### Instrukcja do wykonania
Zmodyfikuj rekordy od wiersza zawierającego "Where can the patterned" aż do końca rekordów, zastępując "running board" wyrażeniem "side step" i nie zmieniając niczego innego. Pomiń w odpowiedzi znaczniki obrazów.

Wpisy oznaczania lokalizacji na obrazach
*-*-*
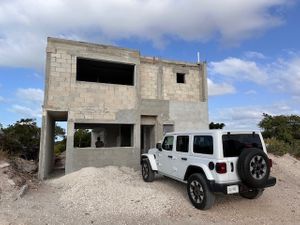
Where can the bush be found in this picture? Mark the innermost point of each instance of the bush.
(278, 147)
(296, 148)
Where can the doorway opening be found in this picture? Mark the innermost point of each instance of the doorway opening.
(148, 124)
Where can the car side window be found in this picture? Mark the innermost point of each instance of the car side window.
(182, 144)
(203, 144)
(168, 143)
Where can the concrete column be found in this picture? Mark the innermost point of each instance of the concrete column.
(70, 146)
(46, 146)
(41, 172)
(204, 83)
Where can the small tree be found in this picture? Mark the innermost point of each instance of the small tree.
(22, 139)
(284, 128)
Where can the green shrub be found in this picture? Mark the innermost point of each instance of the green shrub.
(296, 148)
(278, 147)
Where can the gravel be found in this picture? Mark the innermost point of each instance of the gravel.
(118, 195)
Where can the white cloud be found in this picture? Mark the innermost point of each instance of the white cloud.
(254, 55)
(248, 117)
(239, 70)
(250, 92)
(25, 24)
(286, 75)
(31, 94)
(219, 89)
(26, 111)
(28, 102)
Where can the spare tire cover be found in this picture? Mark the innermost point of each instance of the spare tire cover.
(253, 167)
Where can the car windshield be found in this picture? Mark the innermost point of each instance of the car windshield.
(234, 144)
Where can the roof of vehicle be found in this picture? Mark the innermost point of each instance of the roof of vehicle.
(213, 131)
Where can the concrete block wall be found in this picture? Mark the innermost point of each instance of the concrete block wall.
(155, 93)
(86, 100)
(149, 82)
(188, 91)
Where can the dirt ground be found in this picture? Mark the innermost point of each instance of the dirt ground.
(91, 196)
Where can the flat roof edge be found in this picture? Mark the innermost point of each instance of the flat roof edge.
(84, 43)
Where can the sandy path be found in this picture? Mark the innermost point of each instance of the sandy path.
(90, 196)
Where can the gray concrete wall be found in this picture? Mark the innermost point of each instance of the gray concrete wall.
(100, 157)
(189, 115)
(155, 93)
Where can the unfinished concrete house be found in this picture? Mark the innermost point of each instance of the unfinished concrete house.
(123, 101)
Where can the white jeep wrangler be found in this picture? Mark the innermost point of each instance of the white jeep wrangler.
(212, 161)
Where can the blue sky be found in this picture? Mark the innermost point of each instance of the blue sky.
(252, 48)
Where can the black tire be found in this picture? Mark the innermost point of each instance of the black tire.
(199, 193)
(253, 167)
(147, 172)
(252, 194)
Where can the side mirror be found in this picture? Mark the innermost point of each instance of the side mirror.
(158, 146)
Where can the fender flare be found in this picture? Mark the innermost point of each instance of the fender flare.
(204, 168)
(151, 159)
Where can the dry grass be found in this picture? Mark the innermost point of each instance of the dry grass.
(3, 155)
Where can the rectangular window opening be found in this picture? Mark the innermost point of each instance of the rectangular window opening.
(182, 144)
(104, 72)
(180, 78)
(203, 145)
(234, 144)
(103, 135)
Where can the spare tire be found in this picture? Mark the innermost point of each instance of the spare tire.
(253, 167)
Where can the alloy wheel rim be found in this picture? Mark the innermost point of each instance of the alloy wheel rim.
(258, 167)
(145, 170)
(196, 191)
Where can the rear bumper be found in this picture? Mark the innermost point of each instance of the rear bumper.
(216, 187)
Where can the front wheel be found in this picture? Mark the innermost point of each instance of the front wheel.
(252, 194)
(199, 193)
(147, 172)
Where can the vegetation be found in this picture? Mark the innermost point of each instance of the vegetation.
(213, 125)
(22, 139)
(282, 133)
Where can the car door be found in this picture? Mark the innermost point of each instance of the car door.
(165, 156)
(181, 156)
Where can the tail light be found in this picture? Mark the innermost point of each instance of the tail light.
(270, 163)
(221, 167)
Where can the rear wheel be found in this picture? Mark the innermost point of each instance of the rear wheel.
(147, 172)
(253, 168)
(199, 193)
(252, 194)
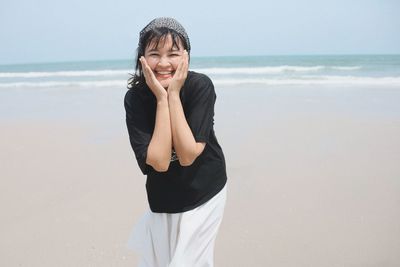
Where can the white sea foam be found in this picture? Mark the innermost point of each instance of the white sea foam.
(316, 80)
(300, 80)
(260, 70)
(94, 84)
(225, 71)
(82, 73)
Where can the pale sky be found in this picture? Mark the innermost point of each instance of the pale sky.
(69, 30)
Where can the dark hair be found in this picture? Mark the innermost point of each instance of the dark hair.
(156, 35)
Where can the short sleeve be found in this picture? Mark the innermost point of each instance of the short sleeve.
(200, 115)
(139, 129)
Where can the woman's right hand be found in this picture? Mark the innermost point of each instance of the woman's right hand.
(151, 80)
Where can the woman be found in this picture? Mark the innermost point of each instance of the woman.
(170, 118)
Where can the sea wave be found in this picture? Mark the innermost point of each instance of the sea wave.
(94, 84)
(316, 80)
(82, 73)
(275, 69)
(211, 71)
(301, 80)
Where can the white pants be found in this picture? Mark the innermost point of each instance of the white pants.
(179, 239)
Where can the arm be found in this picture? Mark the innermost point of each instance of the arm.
(159, 150)
(185, 145)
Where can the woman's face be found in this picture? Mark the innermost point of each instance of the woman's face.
(164, 59)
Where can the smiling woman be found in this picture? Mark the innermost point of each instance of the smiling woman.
(170, 121)
(163, 58)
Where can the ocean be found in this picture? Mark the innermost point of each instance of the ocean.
(255, 70)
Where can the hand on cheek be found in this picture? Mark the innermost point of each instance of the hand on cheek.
(180, 74)
(151, 79)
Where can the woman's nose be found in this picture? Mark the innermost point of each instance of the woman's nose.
(163, 61)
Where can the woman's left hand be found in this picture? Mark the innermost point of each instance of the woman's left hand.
(180, 75)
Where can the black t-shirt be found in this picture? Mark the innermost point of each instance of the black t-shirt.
(180, 188)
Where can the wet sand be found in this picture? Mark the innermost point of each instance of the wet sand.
(313, 178)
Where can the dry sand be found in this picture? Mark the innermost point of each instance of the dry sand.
(305, 189)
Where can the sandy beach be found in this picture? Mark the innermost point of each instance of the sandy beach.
(313, 177)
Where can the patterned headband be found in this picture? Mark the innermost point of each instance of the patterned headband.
(165, 22)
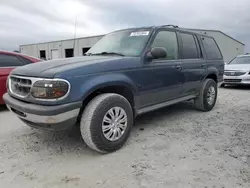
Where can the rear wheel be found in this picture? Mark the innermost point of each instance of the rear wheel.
(207, 96)
(106, 122)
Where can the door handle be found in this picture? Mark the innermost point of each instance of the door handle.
(177, 67)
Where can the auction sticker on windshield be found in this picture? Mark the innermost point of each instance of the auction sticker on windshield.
(139, 33)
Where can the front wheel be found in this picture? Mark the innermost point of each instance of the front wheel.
(207, 96)
(106, 122)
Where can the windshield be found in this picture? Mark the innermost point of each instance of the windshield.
(127, 43)
(240, 60)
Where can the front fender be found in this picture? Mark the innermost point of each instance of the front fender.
(86, 85)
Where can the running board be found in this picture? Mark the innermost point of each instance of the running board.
(161, 105)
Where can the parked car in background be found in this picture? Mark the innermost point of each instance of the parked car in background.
(237, 71)
(125, 74)
(9, 61)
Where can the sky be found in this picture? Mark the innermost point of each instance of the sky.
(33, 21)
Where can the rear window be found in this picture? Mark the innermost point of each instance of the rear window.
(189, 48)
(211, 48)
*-*-*
### Poprawna odpowiedź
Where can the patterned headband be found in this picture? Mark the innermost point of each instance of the patterned headband.
(165, 22)
Where can the rear wheel be found in this picture? Mark the innermost point of each instance of the rear wheel.
(207, 96)
(106, 122)
Where can the door handle be found in this picture? Mark the innermost point of each instance of the door handle.
(177, 67)
Where can the auction sticker on windshield be found in this picture? Mark the innermost point of each instance of the auction sticker on windshield.
(139, 33)
Where can the front wheel be found in this picture? Mark the innermost point of each instance of the front wheel.
(207, 96)
(106, 122)
Where can the windshield be found in this picture? Mark the innermost point of each instance of the windshield.
(127, 43)
(240, 60)
Where can the front fender be found in this picture? Mark the innermost point of each instance of the front fender.
(86, 85)
Where can the side step be found in this picture? Mark the innermost point of each instance of the side step.
(161, 105)
Where can the parked car in background be found in this picture? Mark the innermost point of each instance of the parked car in background.
(237, 71)
(125, 74)
(9, 61)
Where can the sky be found in this picture? Mark the innermost point of each instance of the sky.
(33, 21)
Where can the rear window be found in this picture? Mark the innermost point of each instance of the rear window.
(189, 48)
(211, 48)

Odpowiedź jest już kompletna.